---------- RECORDS PROVIDED
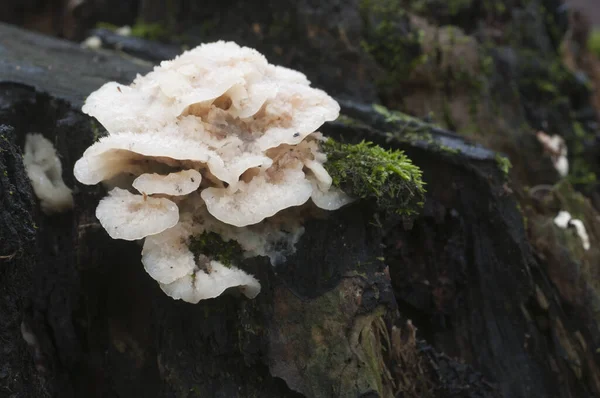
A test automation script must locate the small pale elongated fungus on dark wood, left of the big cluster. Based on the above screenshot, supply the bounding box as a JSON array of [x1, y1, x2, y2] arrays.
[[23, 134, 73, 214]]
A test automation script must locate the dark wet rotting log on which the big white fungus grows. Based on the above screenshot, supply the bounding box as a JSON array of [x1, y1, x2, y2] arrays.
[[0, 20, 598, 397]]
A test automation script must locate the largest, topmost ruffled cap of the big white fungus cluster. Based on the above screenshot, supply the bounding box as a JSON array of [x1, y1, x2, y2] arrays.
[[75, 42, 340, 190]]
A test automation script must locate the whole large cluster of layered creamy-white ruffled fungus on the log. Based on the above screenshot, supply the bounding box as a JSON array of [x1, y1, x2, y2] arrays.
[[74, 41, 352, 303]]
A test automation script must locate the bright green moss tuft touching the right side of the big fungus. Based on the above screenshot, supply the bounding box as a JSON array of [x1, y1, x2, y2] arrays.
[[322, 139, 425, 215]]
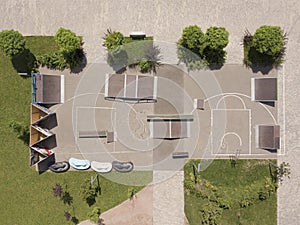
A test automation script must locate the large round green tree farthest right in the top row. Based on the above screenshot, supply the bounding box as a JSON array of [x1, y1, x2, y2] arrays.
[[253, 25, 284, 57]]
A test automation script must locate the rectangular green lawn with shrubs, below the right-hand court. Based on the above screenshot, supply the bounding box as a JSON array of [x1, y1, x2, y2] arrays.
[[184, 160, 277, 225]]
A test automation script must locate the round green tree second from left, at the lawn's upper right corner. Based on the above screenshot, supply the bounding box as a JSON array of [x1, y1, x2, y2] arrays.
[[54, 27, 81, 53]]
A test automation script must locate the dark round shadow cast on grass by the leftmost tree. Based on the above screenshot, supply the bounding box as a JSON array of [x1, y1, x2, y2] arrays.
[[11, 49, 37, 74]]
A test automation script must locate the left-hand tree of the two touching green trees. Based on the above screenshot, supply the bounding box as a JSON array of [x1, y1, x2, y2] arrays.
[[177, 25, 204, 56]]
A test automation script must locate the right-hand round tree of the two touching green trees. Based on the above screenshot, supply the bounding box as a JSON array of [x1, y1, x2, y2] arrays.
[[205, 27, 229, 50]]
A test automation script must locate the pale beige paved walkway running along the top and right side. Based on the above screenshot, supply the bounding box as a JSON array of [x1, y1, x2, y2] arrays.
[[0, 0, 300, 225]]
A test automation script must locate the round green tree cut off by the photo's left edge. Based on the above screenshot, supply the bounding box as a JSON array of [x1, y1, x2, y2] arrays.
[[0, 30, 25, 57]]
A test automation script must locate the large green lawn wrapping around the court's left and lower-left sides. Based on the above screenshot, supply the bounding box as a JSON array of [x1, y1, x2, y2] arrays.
--------------------
PROMPT
Could you output every entry exactly as written, skipping the pictures?

EXPECTED ANSWER
A test automation script must locate the small pale elongated fungus on dark wood, left of the big cluster. Based on the above screenshot, supply the bounding box as a JSON array of [x1, y1, x2, y2] arrays.
[[23, 134, 73, 214]]
A test automation script must locate the dark wet rotting log on which the big white fungus grows. Based on the above screenshot, supply the bounding box as a JSON array of [x1, y1, x2, y2] arrays.
[[0, 20, 598, 397]]
A test automation script must locate the largest, topmost ruffled cap of the big white fungus cluster. Based on the above screenshot, supply the bounding box as a JSON array of [x1, y1, x2, y2] arrays.
[[75, 42, 340, 190]]
A test automation script must locate the whole large cluster of layered creamy-white ruffled fungus on the log. Based on the above screenshot, supply the bounding box as a JSON array of [x1, y1, x2, y2] arrays.
[[74, 41, 352, 303]]
A test automation script must locate the bright green moss tuft touching the right side of the big fungus. Based on the above screenshot, supply the bounding box as a JSON array of [x1, y1, x2, y2] arrays.
[[322, 139, 425, 215]]
A test automation script must locate the large round green tree farthest right in the top row. Based on the above screenshot, supply the bounding box as a JSON array of [x1, y1, x2, y2] arrays.
[[253, 25, 284, 57]]
A test automation script must locate the rectangular green lawn with shrubs, below the right-hand court. Based on the above screenshot, supply the bounding box as a JSON array of [x1, y1, x2, y2] arrays.
[[184, 160, 277, 225]]
A test automation script must locate the round green tree second from left, at the lawn's upper right corner. Based on the above screenshot, supply the bounding box as a JSON array of [x1, y1, x2, y2] arrays.
[[54, 27, 81, 53]]
A test automation script must locate the dark round shadow cast on grass by the leftmost tree. Based on the above screenshot, supply the bounding box as a JSON array of [x1, y1, x2, y2] arrays.
[[11, 49, 37, 74]]
A test automation script must locate the left-hand tree of the two touching green trees. Based on the above screenshot, supply the bounding box as a JSON array of [x1, y1, x2, y2] arrays.
[[177, 25, 204, 56]]
A test automation script must locate the right-hand round tree of the two touching green trees. Based on the above screenshot, supply the bounding box as a JSON array of [x1, y1, x2, y2] arrays.
[[205, 27, 229, 50]]
A test automation script must locate the pale beige paved walkway running along the top and right side. Based on the above screenshot, supply the bounding box as a JSON array of [x1, y1, x2, y2] arrays.
[[0, 0, 300, 225]]
A test automation script must locate the round green tree cut off by the photo's left edge. Based on the above screenshot, supply the bounding box as a JSON array of [x1, y1, x2, y2] arrays.
[[0, 30, 25, 57]]
A test automation script must locate the large green lawn wrapping around the court's left and lower-left sides. Based on the above screenshot, supply the bounding box as a JSON array of [x1, y1, x2, y2] arrays.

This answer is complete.